Your answer should consist only of the lines from the line containing "Would you mind marking the massive" through the last line below, each repeated exactly.

[Natural-language object grounding data]
^^^^^^^^

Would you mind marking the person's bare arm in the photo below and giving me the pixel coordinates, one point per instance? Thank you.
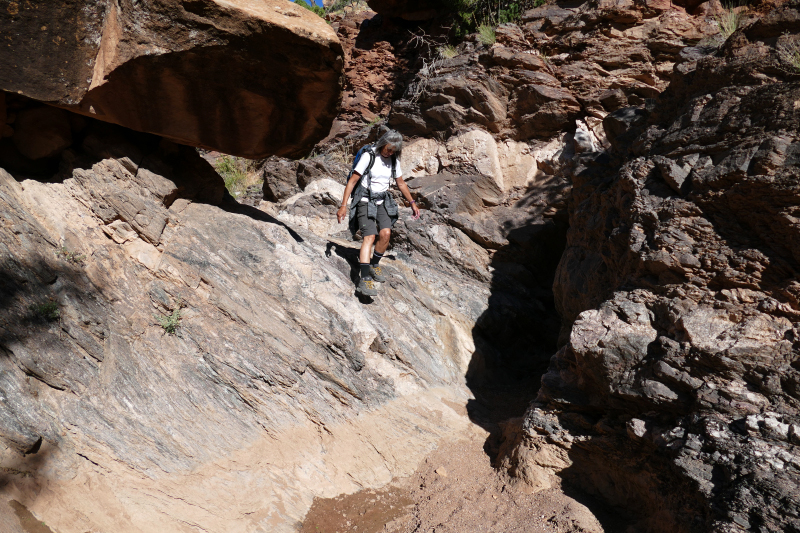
(341, 214)
(401, 184)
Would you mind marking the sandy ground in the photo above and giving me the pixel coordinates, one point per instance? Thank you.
(455, 489)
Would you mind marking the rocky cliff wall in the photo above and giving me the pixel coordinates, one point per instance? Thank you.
(676, 389)
(277, 386)
(242, 77)
(554, 175)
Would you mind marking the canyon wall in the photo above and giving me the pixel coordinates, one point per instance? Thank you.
(611, 182)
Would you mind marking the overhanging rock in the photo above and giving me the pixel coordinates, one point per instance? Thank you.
(245, 77)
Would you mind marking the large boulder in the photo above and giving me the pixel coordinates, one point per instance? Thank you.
(245, 78)
(675, 393)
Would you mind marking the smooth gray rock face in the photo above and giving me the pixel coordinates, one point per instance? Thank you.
(273, 354)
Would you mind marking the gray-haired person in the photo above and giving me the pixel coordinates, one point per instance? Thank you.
(373, 210)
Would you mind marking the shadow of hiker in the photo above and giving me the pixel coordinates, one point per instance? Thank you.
(230, 205)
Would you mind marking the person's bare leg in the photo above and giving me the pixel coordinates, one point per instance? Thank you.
(366, 249)
(383, 240)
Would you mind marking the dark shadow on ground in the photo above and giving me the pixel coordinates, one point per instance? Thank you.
(516, 336)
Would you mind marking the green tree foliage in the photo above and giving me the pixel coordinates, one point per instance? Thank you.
(470, 15)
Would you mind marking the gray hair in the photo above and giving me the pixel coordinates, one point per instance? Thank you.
(391, 138)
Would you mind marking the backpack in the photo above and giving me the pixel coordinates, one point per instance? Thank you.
(368, 148)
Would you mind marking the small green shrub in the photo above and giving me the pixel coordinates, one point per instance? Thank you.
(313, 7)
(46, 311)
(447, 51)
(235, 172)
(728, 22)
(170, 323)
(486, 35)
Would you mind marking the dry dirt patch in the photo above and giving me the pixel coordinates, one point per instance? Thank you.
(455, 489)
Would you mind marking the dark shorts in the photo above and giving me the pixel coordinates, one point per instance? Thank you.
(367, 225)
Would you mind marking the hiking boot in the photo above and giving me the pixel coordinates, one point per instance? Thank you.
(377, 273)
(366, 287)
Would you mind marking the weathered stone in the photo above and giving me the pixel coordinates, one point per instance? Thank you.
(244, 78)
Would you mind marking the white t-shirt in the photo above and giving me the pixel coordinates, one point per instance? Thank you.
(381, 173)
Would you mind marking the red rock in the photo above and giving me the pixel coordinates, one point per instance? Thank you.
(242, 77)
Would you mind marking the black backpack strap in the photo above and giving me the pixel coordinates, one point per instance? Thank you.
(368, 173)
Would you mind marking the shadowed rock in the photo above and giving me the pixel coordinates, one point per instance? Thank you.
(242, 77)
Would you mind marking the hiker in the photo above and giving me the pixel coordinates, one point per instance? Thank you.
(372, 209)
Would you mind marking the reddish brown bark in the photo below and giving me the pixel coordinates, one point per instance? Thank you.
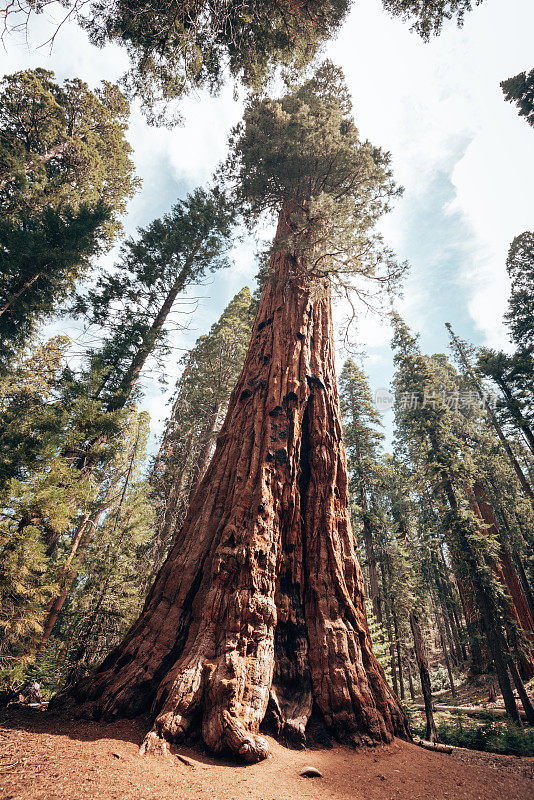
(261, 597)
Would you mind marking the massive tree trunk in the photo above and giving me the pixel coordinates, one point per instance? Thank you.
(260, 600)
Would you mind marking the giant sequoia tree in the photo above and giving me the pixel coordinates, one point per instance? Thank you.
(182, 45)
(258, 610)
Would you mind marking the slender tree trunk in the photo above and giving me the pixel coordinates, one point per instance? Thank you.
(389, 631)
(515, 411)
(147, 347)
(398, 650)
(443, 642)
(68, 574)
(431, 734)
(261, 596)
(206, 448)
(410, 677)
(494, 635)
(370, 555)
(505, 573)
(525, 485)
(521, 691)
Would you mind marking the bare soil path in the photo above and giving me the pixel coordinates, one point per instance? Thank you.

^^^^^^^^

Answer to this problem
Would you mind marking the massive tree trunk in the photo above and giving me the pixel coordinates, one point per instance? Thank you.
(260, 600)
Would you mind marking the giant sequoia tree in the photo above and giving me the pixel coordinates, one point per instance? Thank you.
(182, 45)
(258, 610)
Would you mind marking the slender tree trunk in the photo above and giving me the pixel coordinates, one point per instance? Thank you.
(389, 631)
(515, 411)
(147, 347)
(398, 650)
(443, 642)
(68, 574)
(431, 734)
(261, 596)
(206, 448)
(410, 677)
(494, 635)
(370, 555)
(505, 573)
(525, 485)
(521, 691)
Would you mind marking the bare soil path in the photo above and giving me the pixel coordinates, one point per instance? Thank you.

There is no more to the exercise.